WORK TO BE COMPLETED => Convert the lines of the material below, from the line containing "of the barred" through the end of the material, into a JSON list of strings with one string per line and blank lines omitted.
+++ RECORDS SHOWN
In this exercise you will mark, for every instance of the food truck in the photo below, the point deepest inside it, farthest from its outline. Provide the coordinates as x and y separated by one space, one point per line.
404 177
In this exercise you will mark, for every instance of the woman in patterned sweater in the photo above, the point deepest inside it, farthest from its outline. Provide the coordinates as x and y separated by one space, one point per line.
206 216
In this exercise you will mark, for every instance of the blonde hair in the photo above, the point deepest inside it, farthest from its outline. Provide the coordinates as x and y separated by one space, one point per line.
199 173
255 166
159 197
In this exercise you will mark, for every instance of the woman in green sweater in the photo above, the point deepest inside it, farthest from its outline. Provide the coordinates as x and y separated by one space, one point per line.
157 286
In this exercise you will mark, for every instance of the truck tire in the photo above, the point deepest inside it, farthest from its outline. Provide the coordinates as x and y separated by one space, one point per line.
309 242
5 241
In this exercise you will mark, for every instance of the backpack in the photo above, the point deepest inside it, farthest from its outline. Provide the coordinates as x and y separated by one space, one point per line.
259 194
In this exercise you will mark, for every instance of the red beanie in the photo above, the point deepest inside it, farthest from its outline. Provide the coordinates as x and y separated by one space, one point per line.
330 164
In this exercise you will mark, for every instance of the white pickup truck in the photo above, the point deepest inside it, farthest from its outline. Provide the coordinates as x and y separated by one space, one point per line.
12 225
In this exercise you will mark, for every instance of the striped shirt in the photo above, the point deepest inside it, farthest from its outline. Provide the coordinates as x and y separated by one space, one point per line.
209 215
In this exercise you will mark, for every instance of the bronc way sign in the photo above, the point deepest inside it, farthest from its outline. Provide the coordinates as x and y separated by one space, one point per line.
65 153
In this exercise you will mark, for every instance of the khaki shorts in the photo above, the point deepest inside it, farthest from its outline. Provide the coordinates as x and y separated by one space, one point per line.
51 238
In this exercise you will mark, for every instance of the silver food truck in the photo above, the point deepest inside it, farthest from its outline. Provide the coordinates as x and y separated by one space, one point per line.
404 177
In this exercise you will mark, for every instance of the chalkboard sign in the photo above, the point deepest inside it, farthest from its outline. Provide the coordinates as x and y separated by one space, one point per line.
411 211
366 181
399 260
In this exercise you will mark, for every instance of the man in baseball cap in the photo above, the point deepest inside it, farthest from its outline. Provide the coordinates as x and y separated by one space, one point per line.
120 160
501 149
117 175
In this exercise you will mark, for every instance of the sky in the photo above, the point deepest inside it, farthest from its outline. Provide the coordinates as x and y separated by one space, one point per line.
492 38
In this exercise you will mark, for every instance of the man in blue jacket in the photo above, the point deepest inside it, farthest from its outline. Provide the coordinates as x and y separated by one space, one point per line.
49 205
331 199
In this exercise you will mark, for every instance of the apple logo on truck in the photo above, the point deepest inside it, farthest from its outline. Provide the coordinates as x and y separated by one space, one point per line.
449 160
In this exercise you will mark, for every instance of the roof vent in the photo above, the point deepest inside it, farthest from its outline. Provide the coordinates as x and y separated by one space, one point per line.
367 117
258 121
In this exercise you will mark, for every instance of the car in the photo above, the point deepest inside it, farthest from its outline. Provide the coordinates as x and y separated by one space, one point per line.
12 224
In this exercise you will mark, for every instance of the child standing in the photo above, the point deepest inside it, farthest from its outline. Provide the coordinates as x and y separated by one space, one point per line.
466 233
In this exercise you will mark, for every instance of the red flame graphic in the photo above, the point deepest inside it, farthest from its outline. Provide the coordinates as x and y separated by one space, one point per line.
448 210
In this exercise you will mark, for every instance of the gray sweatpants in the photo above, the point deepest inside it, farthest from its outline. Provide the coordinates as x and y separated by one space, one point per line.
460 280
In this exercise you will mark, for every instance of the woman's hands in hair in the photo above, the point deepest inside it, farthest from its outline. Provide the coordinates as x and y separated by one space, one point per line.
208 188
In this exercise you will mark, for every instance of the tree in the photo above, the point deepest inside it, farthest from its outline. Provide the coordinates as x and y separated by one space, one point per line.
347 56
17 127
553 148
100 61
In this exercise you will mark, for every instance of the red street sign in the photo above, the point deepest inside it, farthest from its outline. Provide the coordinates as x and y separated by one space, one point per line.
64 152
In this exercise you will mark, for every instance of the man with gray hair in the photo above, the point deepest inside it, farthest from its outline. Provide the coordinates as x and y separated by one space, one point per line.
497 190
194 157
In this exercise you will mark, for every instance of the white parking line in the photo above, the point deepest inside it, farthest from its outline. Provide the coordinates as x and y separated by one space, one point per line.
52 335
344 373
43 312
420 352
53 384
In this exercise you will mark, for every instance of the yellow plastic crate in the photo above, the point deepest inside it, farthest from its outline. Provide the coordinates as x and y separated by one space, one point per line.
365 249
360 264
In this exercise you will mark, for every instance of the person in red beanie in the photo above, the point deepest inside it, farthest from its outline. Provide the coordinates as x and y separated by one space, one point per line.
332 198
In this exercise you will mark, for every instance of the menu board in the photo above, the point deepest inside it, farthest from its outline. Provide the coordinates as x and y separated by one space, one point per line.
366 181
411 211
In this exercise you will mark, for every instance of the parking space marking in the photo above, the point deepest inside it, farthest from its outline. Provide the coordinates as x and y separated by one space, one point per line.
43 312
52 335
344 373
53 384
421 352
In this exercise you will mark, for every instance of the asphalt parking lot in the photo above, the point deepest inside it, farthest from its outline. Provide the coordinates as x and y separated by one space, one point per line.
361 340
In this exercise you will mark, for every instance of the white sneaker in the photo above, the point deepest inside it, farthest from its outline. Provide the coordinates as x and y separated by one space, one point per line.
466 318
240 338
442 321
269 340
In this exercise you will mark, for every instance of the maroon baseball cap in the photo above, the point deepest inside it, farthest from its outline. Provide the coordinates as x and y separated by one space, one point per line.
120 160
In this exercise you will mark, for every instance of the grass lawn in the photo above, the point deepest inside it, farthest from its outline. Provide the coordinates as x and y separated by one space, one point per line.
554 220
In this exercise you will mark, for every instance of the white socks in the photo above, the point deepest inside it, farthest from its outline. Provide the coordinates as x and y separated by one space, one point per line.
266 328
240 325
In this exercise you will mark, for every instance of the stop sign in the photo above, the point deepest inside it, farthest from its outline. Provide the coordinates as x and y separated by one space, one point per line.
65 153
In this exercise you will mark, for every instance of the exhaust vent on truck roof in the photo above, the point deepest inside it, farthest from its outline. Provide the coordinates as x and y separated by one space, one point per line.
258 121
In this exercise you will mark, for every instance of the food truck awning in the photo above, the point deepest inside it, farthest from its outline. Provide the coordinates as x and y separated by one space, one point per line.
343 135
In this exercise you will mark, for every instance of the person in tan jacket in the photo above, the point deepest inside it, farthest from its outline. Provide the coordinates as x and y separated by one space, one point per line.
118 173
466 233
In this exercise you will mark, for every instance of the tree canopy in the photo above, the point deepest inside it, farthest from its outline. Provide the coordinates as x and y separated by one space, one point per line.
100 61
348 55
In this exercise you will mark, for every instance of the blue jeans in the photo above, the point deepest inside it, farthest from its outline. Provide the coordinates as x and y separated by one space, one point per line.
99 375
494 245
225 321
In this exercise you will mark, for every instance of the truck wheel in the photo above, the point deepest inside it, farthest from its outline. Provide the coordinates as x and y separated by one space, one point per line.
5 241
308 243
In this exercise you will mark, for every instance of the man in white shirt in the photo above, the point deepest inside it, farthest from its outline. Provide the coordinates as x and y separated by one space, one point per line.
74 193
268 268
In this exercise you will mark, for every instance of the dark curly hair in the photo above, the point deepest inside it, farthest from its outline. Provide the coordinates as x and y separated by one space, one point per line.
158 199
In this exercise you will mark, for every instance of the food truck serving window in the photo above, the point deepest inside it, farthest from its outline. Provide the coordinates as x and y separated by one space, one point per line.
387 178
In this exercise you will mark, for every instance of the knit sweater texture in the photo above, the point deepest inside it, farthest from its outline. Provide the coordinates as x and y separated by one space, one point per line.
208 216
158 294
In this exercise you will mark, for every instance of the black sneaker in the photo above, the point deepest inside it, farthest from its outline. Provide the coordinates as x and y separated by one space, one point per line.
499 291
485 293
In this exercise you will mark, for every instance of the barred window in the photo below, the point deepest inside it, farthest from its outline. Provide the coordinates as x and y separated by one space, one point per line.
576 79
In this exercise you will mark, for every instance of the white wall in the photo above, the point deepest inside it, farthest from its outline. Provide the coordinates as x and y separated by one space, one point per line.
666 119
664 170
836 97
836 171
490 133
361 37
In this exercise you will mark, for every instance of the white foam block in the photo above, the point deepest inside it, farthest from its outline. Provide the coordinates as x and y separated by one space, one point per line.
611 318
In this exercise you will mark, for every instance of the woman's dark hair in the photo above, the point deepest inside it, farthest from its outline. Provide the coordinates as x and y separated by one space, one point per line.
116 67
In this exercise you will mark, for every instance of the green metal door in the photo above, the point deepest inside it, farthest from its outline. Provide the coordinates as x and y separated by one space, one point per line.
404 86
++++++
TASK ANSWER =>
[
  "In this exercise you will mark, for every instance of the barred window in the photo below, the point deepest inside it, farthest from its outline. Provide the coordinates as x and y separated by one space, one point per line.",
  "576 79",
  "In this exercise you will mark, for every instance of the white wall in the photo above, the point deepest inside it, farthest from its outline. Provide the coordinates as x and y separated by one space, one point per line.",
  "666 119",
  "664 170",
  "836 97",
  "836 171",
  "490 133",
  "361 37",
  "In this exercise you will mark, for every instance of the white foam block in the photo above, the point deepest inside it, farthest from its outline. Provide the coordinates as x and y separated by one space, one point per line.",
  "611 318",
  "In this exercise you will mark, for every instance of the woman's dark hair in the photo above, the point deepest inside it, farthest from its outline. Provide the coordinates as x and y separated by one space, one point per line.",
  "116 67",
  "In this exercise you will mark, for every instance of the green metal door in the photo above, the point deepest inside it, farthest from its outline. Provide the coordinates as x and y separated by one space, one point per line.",
  "404 86"
]